**Directive:** State how many lines of the records contain the string "baseball", counting case. Give the number alone.

**Supplied material:**
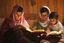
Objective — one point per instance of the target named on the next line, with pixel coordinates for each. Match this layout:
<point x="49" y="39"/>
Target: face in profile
<point x="44" y="16"/>
<point x="18" y="15"/>
<point x="53" y="21"/>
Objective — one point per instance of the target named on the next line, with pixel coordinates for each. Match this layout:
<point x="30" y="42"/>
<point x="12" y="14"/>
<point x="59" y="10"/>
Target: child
<point x="43" y="20"/>
<point x="55" y="24"/>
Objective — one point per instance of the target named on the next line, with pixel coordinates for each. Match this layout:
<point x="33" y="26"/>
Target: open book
<point x="54" y="33"/>
<point x="28" y="29"/>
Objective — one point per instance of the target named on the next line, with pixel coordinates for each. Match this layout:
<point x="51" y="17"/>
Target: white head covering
<point x="46" y="8"/>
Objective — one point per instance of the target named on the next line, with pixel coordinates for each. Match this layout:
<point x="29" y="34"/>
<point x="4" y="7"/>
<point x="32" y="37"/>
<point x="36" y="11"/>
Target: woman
<point x="16" y="18"/>
<point x="43" y="20"/>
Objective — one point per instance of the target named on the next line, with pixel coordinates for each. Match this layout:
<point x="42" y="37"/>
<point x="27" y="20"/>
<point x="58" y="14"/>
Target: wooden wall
<point x="32" y="9"/>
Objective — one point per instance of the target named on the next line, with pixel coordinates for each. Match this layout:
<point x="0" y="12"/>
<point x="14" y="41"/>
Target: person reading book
<point x="55" y="28"/>
<point x="55" y="25"/>
<point x="16" y="18"/>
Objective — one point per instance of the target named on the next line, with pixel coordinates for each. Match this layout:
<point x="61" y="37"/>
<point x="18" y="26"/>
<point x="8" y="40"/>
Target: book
<point x="54" y="33"/>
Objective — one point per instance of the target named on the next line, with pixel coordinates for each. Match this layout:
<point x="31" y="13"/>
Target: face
<point x="44" y="16"/>
<point x="18" y="15"/>
<point x="53" y="21"/>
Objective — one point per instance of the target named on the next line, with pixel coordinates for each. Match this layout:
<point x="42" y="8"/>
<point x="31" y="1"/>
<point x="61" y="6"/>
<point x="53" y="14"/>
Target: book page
<point x="38" y="30"/>
<point x="54" y="33"/>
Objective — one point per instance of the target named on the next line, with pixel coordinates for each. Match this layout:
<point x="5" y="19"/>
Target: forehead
<point x="44" y="13"/>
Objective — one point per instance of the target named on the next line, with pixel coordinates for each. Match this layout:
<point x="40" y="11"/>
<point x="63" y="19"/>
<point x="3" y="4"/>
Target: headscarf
<point x="46" y="8"/>
<point x="47" y="21"/>
<point x="21" y="20"/>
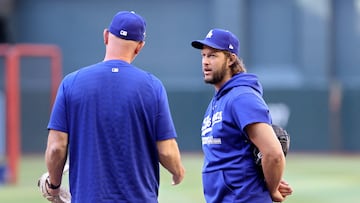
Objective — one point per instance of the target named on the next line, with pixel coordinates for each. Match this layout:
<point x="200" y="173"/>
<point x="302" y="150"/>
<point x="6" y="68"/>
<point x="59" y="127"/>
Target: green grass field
<point x="315" y="179"/>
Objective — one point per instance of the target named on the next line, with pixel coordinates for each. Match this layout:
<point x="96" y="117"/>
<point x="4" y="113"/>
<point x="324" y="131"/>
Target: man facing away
<point x="236" y="120"/>
<point x="114" y="121"/>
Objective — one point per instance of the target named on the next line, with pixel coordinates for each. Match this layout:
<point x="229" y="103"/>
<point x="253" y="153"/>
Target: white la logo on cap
<point x="123" y="32"/>
<point x="209" y="34"/>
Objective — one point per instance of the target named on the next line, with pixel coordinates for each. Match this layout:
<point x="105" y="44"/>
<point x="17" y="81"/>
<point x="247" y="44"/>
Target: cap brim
<point x="199" y="44"/>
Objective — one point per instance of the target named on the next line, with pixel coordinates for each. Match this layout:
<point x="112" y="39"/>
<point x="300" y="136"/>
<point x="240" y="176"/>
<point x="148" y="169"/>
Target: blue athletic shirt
<point x="113" y="113"/>
<point x="229" y="170"/>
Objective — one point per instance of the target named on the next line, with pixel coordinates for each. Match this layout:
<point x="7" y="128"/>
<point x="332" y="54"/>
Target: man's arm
<point x="273" y="159"/>
<point x="55" y="155"/>
<point x="169" y="156"/>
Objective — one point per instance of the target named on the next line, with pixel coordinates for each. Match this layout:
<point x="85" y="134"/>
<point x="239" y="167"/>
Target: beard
<point x="217" y="76"/>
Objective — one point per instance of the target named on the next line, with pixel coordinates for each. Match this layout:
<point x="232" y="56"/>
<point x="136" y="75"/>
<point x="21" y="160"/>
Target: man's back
<point x="114" y="113"/>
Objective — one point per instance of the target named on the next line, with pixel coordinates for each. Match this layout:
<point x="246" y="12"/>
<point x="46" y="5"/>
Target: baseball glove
<point x="64" y="195"/>
<point x="284" y="139"/>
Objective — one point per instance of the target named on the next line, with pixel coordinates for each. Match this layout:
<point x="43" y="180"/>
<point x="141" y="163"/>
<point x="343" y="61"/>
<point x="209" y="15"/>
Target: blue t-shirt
<point x="113" y="113"/>
<point x="229" y="172"/>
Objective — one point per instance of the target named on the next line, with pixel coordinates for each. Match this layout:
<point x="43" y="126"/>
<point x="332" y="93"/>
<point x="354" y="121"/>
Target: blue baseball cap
<point x="128" y="25"/>
<point x="219" y="39"/>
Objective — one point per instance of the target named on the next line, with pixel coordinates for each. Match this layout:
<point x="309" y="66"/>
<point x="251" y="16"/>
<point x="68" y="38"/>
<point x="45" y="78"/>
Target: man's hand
<point x="283" y="191"/>
<point x="60" y="195"/>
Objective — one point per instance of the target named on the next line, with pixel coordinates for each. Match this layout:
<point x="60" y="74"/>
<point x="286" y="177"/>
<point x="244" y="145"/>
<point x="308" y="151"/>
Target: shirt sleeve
<point x="58" y="119"/>
<point x="164" y="125"/>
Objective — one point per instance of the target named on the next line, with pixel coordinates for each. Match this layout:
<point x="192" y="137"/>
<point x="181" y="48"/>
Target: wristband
<point x="51" y="186"/>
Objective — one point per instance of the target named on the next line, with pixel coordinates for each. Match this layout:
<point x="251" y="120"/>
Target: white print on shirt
<point x="210" y="140"/>
<point x="207" y="127"/>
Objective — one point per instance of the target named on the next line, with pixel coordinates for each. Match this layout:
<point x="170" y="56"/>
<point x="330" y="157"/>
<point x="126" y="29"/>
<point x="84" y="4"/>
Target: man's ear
<point x="232" y="58"/>
<point x="106" y="36"/>
<point x="139" y="47"/>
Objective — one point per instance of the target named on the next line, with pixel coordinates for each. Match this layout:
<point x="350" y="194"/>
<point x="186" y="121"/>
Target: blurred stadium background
<point x="306" y="54"/>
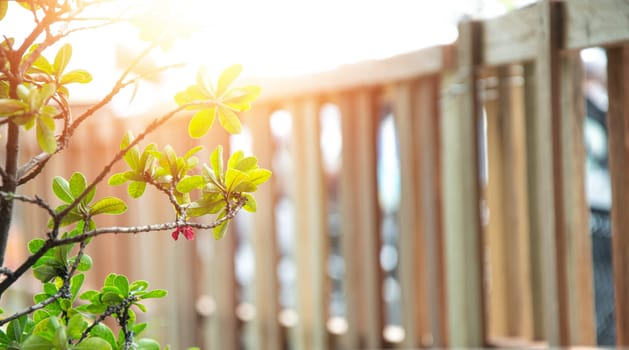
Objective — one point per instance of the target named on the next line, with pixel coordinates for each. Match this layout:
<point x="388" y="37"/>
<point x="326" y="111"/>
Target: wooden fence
<point x="491" y="224"/>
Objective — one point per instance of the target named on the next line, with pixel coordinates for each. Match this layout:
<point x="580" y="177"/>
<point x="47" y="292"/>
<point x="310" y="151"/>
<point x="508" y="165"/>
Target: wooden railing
<point x="493" y="243"/>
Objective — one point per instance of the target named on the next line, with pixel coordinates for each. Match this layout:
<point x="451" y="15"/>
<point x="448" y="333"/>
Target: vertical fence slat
<point x="461" y="206"/>
<point x="409" y="239"/>
<point x="545" y="179"/>
<point x="578" y="258"/>
<point x="514" y="197"/>
<point x="310" y="235"/>
<point x="618" y="117"/>
<point x="360" y="224"/>
<point x="267" y="332"/>
<point x="426" y="131"/>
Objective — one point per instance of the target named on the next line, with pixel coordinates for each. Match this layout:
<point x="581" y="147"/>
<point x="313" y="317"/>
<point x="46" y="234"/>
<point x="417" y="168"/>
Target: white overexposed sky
<point x="269" y="38"/>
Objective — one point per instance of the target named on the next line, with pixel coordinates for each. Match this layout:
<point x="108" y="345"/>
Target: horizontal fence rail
<point x="454" y="213"/>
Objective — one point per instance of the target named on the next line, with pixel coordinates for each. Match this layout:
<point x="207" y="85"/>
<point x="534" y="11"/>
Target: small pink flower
<point x="186" y="231"/>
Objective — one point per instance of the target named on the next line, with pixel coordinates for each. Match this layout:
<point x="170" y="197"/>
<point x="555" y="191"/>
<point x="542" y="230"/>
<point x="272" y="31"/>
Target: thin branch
<point x="51" y="243"/>
<point x="33" y="308"/>
<point x="36" y="201"/>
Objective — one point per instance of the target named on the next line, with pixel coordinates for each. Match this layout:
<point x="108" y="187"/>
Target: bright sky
<point x="271" y="38"/>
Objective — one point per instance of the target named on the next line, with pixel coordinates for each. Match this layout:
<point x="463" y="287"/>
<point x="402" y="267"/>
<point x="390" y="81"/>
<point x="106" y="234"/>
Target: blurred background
<point x="373" y="232"/>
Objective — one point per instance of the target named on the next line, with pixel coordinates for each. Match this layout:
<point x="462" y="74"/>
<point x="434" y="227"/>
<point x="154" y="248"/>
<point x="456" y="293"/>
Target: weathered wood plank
<point x="510" y="38"/>
<point x="461" y="206"/>
<point x="595" y="23"/>
<point x="426" y="129"/>
<point x="359" y="202"/>
<point x="409" y="236"/>
<point x="310" y="225"/>
<point x="547" y="223"/>
<point x="266" y="326"/>
<point x="514" y="197"/>
<point x="358" y="75"/>
<point x="580" y="283"/>
<point x="618" y="118"/>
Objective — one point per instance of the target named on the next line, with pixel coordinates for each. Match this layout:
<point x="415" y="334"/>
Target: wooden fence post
<point x="267" y="332"/>
<point x="461" y="205"/>
<point x="618" y="117"/>
<point x="310" y="226"/>
<point x="578" y="250"/>
<point x="360" y="224"/>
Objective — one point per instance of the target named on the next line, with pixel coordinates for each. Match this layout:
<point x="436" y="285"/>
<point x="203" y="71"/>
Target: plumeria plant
<point x="34" y="98"/>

**Exercise answer:** 2